— Directions for this task —
Leave out all pictures. Extract exactly the lines from the one containing "Can you find the flag" through the end of the data.

:::::

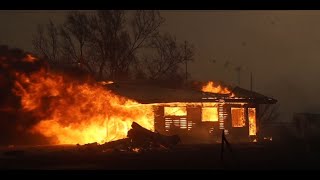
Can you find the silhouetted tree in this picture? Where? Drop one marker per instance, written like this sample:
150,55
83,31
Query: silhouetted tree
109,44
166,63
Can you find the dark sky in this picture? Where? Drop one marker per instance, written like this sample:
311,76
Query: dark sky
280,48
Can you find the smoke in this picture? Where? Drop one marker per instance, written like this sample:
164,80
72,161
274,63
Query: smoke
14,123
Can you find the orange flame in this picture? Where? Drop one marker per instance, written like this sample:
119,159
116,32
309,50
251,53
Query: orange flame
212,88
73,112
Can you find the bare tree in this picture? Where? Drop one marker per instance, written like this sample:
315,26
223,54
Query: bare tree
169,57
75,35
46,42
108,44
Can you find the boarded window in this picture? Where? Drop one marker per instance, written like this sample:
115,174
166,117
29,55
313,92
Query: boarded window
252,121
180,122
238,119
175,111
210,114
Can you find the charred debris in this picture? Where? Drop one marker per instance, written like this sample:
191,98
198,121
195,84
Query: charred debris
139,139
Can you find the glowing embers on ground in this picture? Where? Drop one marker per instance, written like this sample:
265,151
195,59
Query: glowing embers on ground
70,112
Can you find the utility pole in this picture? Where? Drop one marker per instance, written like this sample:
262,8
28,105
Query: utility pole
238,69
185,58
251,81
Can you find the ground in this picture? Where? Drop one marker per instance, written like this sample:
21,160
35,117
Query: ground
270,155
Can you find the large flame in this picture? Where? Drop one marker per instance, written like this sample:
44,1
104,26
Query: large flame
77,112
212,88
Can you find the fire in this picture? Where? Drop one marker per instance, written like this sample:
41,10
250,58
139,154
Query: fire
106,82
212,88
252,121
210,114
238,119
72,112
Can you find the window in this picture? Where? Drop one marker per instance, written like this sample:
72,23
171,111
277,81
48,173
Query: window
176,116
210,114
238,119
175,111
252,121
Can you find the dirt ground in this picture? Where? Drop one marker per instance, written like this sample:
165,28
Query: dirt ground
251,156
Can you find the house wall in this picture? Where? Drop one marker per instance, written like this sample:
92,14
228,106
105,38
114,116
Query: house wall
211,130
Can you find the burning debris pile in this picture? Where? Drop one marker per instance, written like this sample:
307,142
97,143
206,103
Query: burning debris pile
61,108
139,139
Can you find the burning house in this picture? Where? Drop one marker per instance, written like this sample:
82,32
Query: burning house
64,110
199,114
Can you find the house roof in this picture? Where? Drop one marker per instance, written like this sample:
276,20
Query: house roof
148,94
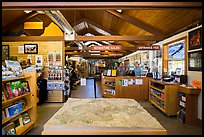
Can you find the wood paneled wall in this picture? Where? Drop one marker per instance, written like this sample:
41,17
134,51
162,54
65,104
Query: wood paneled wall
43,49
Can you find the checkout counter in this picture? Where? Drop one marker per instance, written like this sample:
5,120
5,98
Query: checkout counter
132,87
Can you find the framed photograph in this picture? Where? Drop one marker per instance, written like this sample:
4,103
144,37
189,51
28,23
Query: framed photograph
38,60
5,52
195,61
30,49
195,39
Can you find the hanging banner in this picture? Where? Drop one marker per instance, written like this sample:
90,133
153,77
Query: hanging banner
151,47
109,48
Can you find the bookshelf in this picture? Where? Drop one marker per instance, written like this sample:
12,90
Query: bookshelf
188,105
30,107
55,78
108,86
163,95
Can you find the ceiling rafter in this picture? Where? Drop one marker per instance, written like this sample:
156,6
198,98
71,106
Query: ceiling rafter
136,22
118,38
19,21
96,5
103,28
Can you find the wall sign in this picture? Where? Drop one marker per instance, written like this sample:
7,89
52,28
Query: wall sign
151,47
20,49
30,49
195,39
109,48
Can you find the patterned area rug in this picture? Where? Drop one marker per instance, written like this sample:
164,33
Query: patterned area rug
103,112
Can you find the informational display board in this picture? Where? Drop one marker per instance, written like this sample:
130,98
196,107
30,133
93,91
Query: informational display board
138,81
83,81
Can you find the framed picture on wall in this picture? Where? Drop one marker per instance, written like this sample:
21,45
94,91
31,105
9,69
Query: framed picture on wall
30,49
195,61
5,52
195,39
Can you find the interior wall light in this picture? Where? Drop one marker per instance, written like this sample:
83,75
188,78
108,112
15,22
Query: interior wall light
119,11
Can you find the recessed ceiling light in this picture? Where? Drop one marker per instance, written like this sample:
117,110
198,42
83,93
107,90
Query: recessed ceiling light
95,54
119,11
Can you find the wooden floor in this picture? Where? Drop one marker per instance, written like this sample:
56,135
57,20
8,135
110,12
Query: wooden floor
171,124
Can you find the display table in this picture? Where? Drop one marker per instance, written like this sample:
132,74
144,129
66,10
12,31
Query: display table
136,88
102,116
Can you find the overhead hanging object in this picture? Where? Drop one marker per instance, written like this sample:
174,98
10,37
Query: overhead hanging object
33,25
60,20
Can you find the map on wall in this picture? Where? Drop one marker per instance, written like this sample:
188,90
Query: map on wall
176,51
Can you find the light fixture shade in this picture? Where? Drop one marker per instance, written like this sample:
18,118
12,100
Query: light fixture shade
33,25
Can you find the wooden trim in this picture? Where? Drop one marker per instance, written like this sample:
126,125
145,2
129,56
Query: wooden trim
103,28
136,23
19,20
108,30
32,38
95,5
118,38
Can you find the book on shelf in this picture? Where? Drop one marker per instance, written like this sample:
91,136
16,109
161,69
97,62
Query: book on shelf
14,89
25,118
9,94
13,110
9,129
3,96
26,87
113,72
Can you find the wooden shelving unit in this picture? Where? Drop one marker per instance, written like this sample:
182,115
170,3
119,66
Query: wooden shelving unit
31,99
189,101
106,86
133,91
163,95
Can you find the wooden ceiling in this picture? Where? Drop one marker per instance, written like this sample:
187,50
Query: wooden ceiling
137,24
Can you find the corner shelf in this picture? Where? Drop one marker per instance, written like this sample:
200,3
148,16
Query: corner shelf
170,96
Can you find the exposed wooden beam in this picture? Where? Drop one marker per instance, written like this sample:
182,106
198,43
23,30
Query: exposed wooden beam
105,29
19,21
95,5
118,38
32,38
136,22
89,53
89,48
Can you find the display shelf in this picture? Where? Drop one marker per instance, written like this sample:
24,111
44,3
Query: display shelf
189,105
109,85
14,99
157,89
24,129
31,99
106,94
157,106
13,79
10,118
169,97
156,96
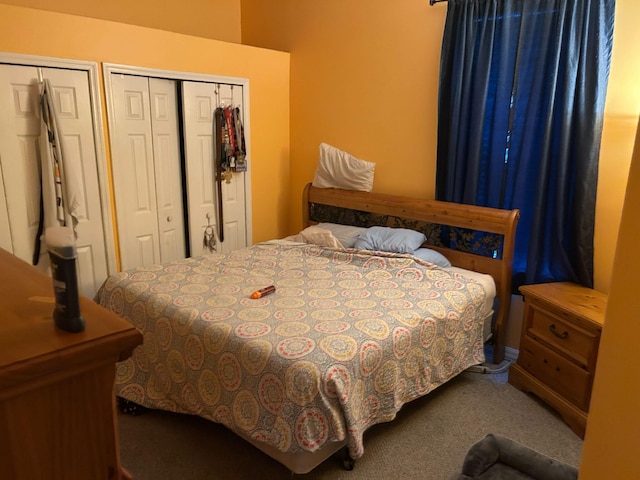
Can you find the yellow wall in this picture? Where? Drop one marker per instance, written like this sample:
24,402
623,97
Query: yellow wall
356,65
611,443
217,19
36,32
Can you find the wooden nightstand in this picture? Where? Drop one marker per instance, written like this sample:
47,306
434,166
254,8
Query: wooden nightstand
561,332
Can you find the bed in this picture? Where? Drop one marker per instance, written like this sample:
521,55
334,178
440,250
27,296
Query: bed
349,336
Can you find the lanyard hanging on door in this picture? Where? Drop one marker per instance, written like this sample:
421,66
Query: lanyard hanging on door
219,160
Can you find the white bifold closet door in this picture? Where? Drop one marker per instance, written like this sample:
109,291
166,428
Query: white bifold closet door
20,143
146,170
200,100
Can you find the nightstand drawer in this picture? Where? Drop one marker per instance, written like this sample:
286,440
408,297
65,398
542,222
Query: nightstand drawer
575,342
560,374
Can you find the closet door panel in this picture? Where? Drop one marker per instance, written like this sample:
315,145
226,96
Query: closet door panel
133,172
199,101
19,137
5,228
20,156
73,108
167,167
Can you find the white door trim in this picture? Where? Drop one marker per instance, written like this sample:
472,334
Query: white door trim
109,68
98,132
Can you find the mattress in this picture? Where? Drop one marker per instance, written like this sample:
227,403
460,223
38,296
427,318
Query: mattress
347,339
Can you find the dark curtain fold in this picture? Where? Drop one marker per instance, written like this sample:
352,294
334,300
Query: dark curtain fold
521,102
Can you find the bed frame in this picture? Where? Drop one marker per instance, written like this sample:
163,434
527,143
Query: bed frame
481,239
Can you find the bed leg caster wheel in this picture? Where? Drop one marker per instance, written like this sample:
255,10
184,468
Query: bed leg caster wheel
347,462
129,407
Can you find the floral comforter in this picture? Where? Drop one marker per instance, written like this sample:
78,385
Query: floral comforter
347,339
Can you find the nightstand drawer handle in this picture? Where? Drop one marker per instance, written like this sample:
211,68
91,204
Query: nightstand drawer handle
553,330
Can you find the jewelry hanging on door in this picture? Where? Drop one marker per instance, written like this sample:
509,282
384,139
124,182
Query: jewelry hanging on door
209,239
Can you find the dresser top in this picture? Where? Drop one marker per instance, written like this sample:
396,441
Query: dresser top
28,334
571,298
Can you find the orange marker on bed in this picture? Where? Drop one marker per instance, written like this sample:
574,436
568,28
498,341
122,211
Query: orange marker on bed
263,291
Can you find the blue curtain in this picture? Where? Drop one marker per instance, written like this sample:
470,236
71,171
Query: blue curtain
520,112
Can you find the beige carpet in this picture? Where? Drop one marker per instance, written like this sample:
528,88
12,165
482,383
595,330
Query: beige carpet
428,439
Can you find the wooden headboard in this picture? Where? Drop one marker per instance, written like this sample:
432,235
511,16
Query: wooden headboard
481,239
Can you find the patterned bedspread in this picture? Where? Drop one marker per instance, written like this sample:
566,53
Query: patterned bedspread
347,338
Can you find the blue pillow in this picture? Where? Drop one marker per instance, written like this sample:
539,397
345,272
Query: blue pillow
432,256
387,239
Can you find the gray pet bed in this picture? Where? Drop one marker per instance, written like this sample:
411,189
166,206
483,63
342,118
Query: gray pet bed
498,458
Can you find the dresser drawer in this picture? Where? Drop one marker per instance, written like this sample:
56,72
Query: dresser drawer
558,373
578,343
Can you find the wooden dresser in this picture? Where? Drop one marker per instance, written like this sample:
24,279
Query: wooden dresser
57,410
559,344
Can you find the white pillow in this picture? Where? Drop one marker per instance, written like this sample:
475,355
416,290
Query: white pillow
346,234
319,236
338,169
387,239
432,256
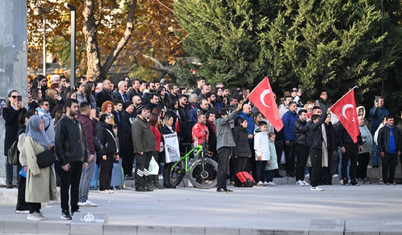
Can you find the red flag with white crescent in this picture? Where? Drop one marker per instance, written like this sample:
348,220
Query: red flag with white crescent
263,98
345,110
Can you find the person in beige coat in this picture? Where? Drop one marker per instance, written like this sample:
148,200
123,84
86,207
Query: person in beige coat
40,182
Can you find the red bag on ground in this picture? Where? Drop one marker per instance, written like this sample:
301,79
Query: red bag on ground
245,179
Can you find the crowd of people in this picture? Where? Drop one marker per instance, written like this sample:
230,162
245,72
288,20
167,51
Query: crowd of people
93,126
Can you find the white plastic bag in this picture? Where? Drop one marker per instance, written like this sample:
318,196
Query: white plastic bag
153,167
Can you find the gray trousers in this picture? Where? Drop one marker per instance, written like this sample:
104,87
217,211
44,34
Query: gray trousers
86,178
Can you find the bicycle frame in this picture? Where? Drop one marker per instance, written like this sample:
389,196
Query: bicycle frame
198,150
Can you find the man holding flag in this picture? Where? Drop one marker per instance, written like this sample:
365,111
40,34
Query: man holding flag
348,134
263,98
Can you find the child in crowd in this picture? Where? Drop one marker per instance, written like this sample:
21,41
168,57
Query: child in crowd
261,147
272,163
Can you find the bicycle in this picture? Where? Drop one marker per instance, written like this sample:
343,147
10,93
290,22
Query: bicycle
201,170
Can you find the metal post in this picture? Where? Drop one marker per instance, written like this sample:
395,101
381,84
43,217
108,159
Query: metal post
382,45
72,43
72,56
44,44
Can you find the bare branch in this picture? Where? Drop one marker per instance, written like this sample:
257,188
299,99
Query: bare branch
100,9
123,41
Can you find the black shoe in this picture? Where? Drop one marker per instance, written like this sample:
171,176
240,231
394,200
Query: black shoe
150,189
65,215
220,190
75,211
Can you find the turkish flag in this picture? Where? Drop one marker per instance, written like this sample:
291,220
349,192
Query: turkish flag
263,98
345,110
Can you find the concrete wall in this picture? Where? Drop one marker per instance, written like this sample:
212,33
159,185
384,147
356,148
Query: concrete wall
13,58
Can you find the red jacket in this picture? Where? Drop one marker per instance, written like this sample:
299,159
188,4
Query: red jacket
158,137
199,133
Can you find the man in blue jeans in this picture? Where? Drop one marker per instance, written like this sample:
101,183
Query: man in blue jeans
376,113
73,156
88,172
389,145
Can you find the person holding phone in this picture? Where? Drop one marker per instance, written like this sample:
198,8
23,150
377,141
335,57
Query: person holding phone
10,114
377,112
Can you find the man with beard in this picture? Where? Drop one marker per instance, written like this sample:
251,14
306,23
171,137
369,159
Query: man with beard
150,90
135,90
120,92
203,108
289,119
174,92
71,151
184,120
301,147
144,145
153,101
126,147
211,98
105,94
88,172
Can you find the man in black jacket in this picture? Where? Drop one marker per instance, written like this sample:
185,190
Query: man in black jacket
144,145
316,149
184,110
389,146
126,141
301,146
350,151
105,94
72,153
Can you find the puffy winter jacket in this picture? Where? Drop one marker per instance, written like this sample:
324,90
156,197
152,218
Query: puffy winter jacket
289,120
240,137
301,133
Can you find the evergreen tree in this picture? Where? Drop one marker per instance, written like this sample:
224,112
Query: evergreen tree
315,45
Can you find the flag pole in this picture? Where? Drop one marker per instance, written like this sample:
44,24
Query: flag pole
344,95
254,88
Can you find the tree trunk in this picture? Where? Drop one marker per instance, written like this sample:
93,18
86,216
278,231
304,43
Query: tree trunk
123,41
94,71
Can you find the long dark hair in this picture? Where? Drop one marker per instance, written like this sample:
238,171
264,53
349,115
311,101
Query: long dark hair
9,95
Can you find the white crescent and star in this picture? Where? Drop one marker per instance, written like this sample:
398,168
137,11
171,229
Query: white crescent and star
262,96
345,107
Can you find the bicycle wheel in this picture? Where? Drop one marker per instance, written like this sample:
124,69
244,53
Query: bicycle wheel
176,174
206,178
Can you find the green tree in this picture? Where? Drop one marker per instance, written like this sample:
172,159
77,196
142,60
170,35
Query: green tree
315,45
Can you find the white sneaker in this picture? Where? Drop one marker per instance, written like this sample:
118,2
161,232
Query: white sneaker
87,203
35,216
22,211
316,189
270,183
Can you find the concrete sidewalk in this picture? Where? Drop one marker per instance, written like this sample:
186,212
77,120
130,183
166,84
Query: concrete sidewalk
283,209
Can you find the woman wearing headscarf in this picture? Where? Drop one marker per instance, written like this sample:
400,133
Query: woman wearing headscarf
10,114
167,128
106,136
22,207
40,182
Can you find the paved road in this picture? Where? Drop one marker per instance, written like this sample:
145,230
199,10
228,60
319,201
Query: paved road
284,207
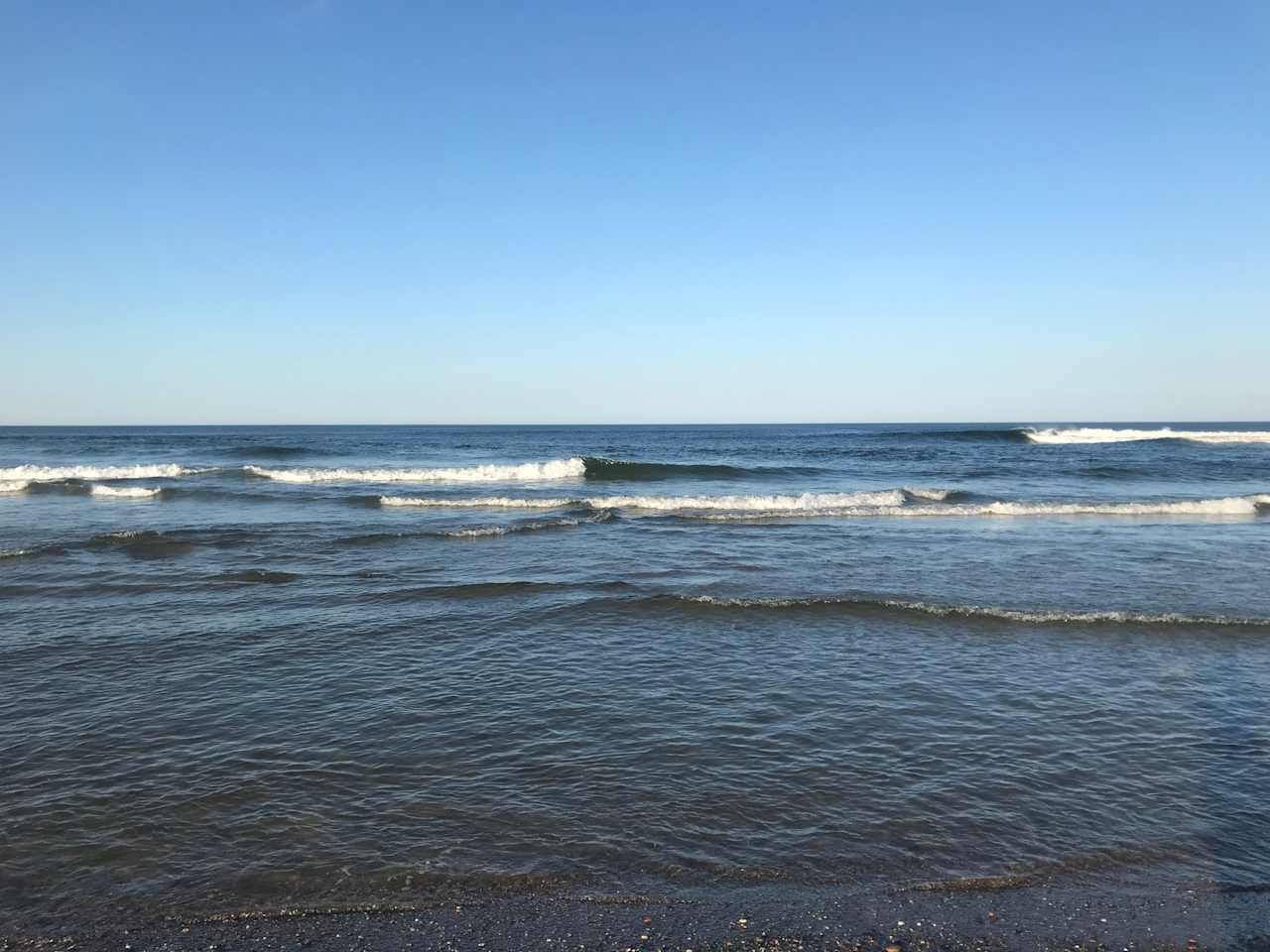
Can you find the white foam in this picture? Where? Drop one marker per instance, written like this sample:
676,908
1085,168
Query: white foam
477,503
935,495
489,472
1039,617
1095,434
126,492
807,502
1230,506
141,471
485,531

:::::

— Response to this exercise —
Can you find the flag pole in this picture? Where? Drop one marker per instance, written like this sample:
44,24
Query: flag pole
344,95
254,88
Can you find the tree trunk in this picture? Where? Drop one marker per instance, written like this sample:
93,18
86,216
278,231
304,43
Query: tree trunk
123,41
94,71
Can you find the long dark hair in this picture? Where? Drop one marker per instance, written like this sample:
238,171
264,53
349,115
311,101
Query: long dark hair
9,95
Can you find the white crescent and star in this picture? Where? Drop one marker per instance, written like this sample:
398,168
137,11
171,229
Query: white crescent and star
262,96
345,107
Can you find the bicycle wheel in this picture? Where? Drop one marker per instance, written like this sample:
124,69
244,53
Query: bicycle wheel
176,174
206,178
Can you find the green tree in this picture? Where? Drop one marker per instance, written like this sample:
172,159
77,196
142,60
170,35
Query: green tree
315,45
Can you find the white sneaker in this picture? Where? Drop one marker per instance, written like this sample:
118,2
161,232
Query: white sneaker
87,203
35,216
22,211
316,189
270,183
Can you find the concrete sidewalk in this picture? Where? Drop one marker per instance, written like this sample:
186,212
77,120
130,183
166,84
Query: concrete sidewalk
283,209
Can you find the woman wearing headscarf in this picture? Where? Drop one marker per instance, written like this sample:
400,133
Query: woman wearing headscarf
10,114
167,128
106,136
22,207
40,182
Can you find the paved road in this picture? Where? Drop one marker per instance, written like this sample:
145,230
199,10
228,60
319,201
Query: paved road
284,207
Can you find the white foam in this picture? Where? Drop one marker per instance, written like this sample:
676,908
1085,168
Query: white foam
477,503
935,495
489,472
1039,617
1095,434
126,492
807,502
1230,506
141,471
485,531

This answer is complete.